Activity: Please return the lines, both ends included, that run from the one containing "x=267 y=411" to the last line of the data below, exactly and alone.

Stored data:
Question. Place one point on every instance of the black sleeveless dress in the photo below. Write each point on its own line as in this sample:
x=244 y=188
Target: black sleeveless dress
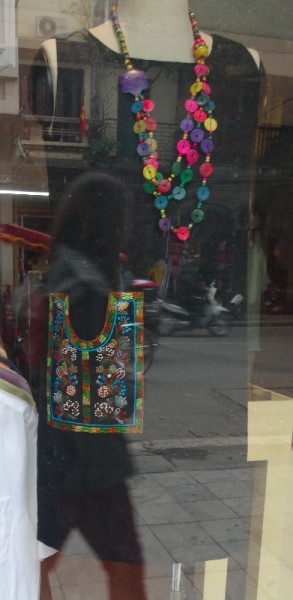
x=76 y=462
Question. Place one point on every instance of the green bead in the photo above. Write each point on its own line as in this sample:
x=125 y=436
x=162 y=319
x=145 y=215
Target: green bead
x=149 y=187
x=176 y=168
x=186 y=175
x=159 y=177
x=197 y=215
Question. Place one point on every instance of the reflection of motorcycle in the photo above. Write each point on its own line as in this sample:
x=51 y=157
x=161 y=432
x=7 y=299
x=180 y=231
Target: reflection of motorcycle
x=198 y=311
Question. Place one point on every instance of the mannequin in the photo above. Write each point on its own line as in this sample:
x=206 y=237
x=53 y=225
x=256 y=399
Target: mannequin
x=150 y=36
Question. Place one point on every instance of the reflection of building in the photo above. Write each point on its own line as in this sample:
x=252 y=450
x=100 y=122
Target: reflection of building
x=64 y=147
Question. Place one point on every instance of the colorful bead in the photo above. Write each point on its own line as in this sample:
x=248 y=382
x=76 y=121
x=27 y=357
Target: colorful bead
x=196 y=128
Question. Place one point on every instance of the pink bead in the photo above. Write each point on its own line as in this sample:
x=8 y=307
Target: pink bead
x=183 y=146
x=192 y=157
x=153 y=162
x=201 y=70
x=190 y=106
x=206 y=88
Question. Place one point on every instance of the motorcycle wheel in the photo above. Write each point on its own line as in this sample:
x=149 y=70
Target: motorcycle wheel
x=149 y=346
x=220 y=325
x=165 y=326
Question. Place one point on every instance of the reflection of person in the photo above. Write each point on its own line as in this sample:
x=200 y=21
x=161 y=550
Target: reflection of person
x=81 y=475
x=19 y=551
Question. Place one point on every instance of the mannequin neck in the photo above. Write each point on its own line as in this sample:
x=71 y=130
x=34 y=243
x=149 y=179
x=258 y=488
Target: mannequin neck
x=153 y=30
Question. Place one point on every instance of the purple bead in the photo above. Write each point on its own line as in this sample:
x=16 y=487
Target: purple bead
x=187 y=124
x=207 y=146
x=197 y=135
x=133 y=82
x=164 y=224
x=143 y=149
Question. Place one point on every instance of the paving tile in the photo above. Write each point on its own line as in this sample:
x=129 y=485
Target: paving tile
x=190 y=493
x=53 y=579
x=250 y=473
x=175 y=478
x=241 y=586
x=246 y=506
x=57 y=594
x=76 y=544
x=223 y=530
x=77 y=570
x=229 y=488
x=212 y=475
x=85 y=591
x=187 y=543
x=208 y=509
x=153 y=550
x=156 y=495
x=160 y=588
x=146 y=480
x=153 y=514
x=151 y=464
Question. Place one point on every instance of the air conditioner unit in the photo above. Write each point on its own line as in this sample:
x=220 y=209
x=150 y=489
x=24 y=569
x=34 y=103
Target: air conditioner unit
x=47 y=27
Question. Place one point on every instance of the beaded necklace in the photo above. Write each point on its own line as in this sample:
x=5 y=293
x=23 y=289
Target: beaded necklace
x=196 y=141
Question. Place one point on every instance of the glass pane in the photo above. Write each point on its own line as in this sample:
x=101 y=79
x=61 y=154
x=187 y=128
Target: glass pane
x=146 y=297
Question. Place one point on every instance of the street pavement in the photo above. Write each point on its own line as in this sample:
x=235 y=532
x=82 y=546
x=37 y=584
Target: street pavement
x=197 y=500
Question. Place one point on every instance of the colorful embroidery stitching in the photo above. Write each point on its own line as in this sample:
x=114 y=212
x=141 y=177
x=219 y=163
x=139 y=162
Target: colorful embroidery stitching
x=97 y=386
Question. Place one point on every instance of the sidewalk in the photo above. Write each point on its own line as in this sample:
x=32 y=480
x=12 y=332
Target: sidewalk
x=186 y=512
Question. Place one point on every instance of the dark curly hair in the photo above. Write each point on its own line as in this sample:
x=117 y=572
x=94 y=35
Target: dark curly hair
x=91 y=221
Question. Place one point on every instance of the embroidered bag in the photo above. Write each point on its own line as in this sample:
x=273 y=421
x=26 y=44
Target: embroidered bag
x=96 y=386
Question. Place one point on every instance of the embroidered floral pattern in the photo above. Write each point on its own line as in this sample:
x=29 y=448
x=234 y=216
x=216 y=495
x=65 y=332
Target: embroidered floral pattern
x=99 y=398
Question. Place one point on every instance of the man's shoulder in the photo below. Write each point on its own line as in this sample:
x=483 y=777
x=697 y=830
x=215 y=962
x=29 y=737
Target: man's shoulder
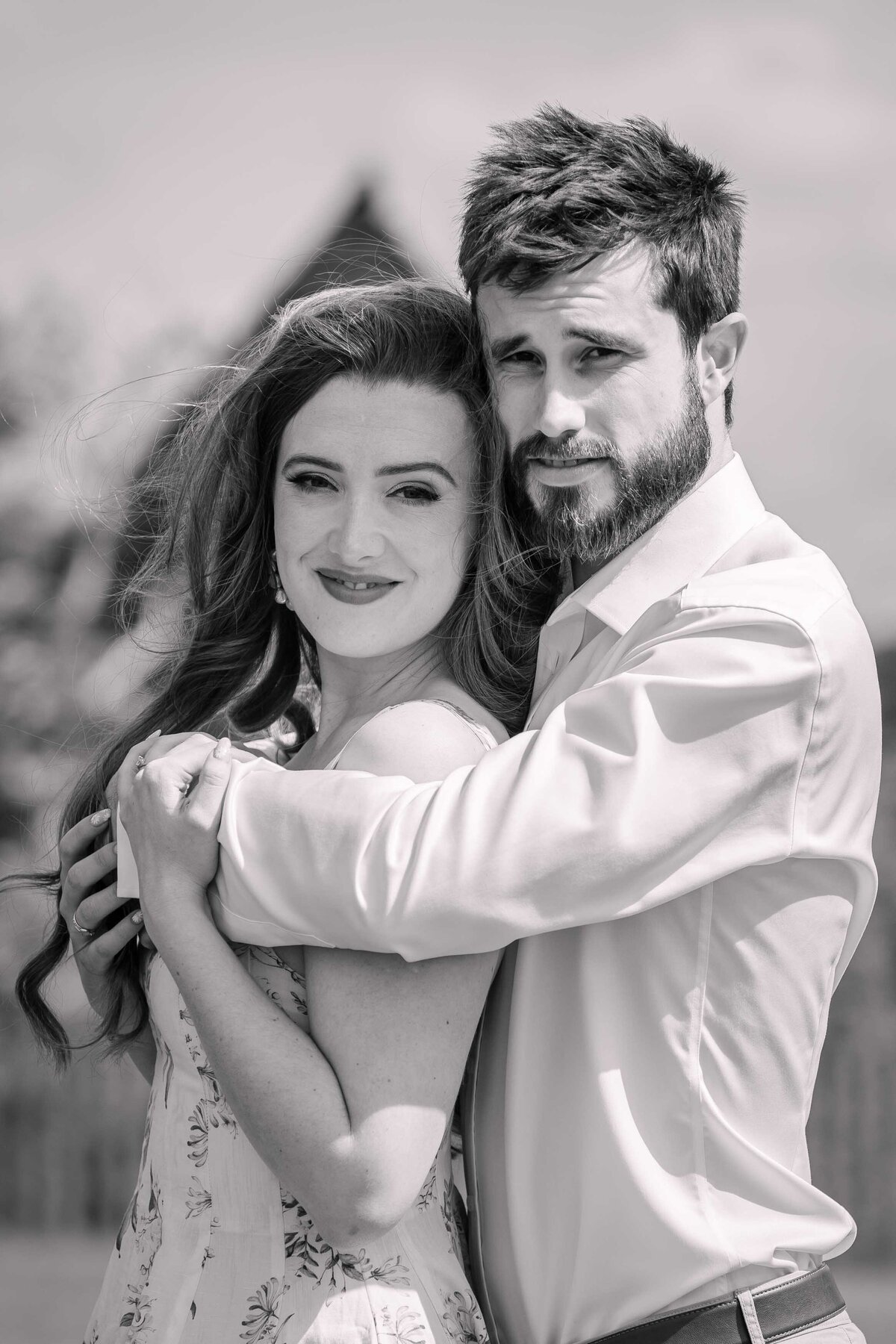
x=773 y=570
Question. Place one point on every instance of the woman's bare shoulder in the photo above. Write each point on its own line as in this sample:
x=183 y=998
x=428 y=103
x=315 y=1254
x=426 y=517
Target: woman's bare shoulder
x=421 y=739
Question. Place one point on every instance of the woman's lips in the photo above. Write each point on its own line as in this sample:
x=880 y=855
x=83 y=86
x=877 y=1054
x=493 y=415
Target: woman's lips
x=355 y=589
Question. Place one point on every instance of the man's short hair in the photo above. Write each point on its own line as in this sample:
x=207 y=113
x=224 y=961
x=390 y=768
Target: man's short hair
x=555 y=191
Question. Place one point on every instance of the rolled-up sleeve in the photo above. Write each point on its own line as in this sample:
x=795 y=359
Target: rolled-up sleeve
x=679 y=765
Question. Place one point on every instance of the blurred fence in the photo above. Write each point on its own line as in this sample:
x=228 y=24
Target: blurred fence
x=69 y=1145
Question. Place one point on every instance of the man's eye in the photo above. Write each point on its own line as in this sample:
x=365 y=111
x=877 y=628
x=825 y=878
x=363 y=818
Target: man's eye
x=600 y=354
x=311 y=482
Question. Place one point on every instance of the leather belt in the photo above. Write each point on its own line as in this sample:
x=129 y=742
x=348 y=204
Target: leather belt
x=791 y=1305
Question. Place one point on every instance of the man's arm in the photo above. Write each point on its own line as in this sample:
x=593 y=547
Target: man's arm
x=682 y=765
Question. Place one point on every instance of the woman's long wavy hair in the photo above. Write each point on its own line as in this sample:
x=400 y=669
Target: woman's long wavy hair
x=240 y=656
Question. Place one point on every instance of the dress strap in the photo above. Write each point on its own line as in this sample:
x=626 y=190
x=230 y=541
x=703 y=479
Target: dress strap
x=485 y=737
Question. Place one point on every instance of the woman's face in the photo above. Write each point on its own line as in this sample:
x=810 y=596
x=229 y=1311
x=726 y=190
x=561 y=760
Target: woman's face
x=373 y=514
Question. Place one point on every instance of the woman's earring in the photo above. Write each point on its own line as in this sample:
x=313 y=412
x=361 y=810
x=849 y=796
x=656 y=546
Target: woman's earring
x=280 y=593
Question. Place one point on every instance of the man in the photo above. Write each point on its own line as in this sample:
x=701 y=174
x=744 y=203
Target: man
x=682 y=840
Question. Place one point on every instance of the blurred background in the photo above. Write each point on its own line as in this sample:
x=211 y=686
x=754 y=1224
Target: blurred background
x=169 y=175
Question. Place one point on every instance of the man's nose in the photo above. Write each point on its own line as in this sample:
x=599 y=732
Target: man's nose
x=358 y=535
x=561 y=414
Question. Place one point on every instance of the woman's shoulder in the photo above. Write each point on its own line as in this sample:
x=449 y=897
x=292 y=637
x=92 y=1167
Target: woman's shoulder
x=423 y=739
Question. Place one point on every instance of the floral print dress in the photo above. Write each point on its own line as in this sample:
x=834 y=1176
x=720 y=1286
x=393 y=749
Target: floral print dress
x=213 y=1250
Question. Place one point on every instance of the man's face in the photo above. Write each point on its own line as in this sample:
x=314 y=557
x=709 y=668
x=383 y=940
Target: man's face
x=602 y=406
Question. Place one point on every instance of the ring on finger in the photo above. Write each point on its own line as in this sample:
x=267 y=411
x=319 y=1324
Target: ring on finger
x=85 y=933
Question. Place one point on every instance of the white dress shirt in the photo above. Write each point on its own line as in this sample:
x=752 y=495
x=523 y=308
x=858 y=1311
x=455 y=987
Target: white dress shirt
x=682 y=839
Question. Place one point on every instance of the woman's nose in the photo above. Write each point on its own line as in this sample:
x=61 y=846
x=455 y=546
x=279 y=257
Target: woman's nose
x=561 y=414
x=358 y=534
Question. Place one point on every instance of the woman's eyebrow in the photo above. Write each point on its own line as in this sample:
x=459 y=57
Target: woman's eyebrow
x=307 y=460
x=399 y=470
x=402 y=468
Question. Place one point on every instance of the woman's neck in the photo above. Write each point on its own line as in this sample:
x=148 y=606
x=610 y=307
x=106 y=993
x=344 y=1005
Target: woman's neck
x=354 y=690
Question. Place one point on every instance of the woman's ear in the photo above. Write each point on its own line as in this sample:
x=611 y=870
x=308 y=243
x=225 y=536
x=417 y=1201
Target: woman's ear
x=718 y=354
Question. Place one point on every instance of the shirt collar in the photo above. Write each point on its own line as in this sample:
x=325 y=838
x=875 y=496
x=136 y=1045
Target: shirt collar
x=680 y=547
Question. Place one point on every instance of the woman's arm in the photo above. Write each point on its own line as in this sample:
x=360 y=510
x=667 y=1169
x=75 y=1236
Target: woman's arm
x=89 y=895
x=349 y=1121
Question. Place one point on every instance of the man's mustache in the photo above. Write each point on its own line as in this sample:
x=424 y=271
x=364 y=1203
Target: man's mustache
x=566 y=448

Expected answer:
x=267 y=411
x=319 y=1324
Target: ring on finger
x=85 y=933
Question. Place one point on every instance of the white dress shirt in the photo above. Write each point on its own line as in this sample:
x=752 y=495
x=523 y=308
x=858 y=1311
x=455 y=987
Target: white dress shirt
x=682 y=839
Question. Place one point on every instance of the woman's nose in the photo above. Write each point on its own line as in this sample:
x=61 y=846
x=455 y=546
x=279 y=257
Target: woman's nose
x=561 y=414
x=358 y=534
Question. Place one point on every instance of the woman's eyebrow in the photo above. Write each point on its own line as in this sample:
x=459 y=57
Target: woman's eyebrow
x=307 y=460
x=399 y=470
x=402 y=468
Question. Place one point on every instance of the woman's neck in the photo above. Write each point on its own line as in this sample:
x=148 y=606
x=610 y=307
x=106 y=993
x=344 y=1005
Target: woman's neck
x=354 y=690
Question. Place one point on every instance of the woman's ear in the photo above. Write each point on its own line as in this sample:
x=611 y=870
x=308 y=243
x=225 y=536
x=417 y=1201
Target: woman's ear
x=718 y=354
Question. Place one point on every instance of the shirt collar in the photo above. Write each point on its own line as in this sample:
x=325 y=838
x=875 y=496
x=136 y=1045
Target: shirt collar
x=680 y=547
Question. Place one point on every instance of the woman's arm in the photo above. Write each point on its own line as in this sample:
x=360 y=510
x=667 y=1169
x=75 y=1236
Target: woman's arm
x=89 y=895
x=349 y=1121
Question. Place one point on every instance of the man's mustache in the photo above. Write each point on its own line as in this sample:
x=424 y=271
x=364 y=1203
Target: man's mustache
x=566 y=448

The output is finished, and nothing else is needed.